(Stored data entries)
* * * * *

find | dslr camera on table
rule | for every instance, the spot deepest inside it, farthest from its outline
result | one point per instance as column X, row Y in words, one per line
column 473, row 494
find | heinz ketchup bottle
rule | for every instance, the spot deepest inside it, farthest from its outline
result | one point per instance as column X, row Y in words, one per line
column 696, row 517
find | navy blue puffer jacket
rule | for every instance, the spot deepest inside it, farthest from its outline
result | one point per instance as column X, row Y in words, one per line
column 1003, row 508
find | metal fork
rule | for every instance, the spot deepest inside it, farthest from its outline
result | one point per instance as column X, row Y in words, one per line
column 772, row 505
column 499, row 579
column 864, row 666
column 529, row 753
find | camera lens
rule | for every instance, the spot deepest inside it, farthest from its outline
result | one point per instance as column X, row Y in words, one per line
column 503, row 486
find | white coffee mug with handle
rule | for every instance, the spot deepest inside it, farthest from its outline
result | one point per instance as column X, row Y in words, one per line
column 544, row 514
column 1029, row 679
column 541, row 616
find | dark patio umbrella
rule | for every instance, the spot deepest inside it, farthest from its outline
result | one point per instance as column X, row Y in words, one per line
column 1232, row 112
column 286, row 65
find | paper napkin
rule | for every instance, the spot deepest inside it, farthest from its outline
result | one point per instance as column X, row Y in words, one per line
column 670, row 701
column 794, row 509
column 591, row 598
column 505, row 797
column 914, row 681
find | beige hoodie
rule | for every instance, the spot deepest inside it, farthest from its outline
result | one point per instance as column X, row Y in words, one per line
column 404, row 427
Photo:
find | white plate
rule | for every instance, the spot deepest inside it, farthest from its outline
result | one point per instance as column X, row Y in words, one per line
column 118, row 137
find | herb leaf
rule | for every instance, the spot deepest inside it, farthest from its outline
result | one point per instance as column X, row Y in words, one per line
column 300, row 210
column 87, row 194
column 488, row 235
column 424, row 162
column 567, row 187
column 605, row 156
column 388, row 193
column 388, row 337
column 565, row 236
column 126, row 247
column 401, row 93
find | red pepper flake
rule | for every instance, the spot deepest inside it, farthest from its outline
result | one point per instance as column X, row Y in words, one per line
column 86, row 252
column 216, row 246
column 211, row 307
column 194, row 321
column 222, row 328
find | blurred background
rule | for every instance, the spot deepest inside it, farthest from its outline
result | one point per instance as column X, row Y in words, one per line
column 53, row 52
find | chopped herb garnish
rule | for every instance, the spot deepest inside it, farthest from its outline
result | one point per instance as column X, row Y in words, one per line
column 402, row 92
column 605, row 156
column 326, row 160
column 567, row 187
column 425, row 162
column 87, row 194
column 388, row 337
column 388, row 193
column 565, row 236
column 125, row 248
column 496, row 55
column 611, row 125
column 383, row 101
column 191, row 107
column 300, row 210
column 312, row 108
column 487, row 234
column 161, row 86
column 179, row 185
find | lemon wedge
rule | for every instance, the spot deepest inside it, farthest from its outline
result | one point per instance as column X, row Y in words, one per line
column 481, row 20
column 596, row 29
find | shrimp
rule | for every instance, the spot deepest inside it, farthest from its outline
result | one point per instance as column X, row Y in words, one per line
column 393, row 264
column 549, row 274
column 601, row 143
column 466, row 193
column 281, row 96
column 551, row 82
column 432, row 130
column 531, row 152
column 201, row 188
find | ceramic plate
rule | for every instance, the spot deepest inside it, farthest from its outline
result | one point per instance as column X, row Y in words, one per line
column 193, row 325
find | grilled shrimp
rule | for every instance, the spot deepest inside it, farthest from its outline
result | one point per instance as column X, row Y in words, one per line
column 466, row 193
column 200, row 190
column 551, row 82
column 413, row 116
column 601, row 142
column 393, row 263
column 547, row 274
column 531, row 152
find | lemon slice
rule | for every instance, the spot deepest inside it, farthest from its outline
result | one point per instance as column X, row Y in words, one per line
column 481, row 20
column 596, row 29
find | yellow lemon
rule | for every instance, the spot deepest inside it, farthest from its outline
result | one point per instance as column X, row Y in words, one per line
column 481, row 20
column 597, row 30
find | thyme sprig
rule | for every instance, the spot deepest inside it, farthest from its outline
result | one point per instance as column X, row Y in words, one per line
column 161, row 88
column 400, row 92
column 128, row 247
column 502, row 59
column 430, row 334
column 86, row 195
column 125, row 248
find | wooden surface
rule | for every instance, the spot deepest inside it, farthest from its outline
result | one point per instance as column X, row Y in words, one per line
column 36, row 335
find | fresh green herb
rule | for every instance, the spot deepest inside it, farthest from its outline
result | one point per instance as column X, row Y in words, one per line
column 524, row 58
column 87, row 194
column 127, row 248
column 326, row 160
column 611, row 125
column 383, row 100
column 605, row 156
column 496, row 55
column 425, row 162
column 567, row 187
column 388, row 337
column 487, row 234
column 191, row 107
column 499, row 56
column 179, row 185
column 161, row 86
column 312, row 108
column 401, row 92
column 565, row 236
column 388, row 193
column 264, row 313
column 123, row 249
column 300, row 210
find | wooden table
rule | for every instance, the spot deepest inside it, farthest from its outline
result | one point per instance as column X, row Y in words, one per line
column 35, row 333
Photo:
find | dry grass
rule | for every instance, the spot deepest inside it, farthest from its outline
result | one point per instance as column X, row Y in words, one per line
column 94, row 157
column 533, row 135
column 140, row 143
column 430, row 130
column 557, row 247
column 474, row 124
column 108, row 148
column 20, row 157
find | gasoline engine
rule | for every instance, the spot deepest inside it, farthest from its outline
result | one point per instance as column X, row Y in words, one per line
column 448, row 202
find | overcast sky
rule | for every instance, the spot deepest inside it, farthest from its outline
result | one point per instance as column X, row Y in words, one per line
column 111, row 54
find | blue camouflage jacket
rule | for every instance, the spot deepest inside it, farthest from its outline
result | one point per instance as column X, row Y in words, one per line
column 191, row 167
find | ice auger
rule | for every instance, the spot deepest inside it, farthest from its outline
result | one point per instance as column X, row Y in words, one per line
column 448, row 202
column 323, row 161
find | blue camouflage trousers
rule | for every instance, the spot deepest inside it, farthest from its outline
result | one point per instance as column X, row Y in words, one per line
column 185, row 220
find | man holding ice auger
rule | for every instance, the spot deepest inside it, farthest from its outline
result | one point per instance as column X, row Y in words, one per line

* * * * *

• [REQUIRED WORK]: Lines that hold "blue" are the ones to copy, so pick each out from the data.

• [ANSWER SPACE]:
find | navy blue puffer jacket
find | blue camouflage jacket
find | blue camouflage trousers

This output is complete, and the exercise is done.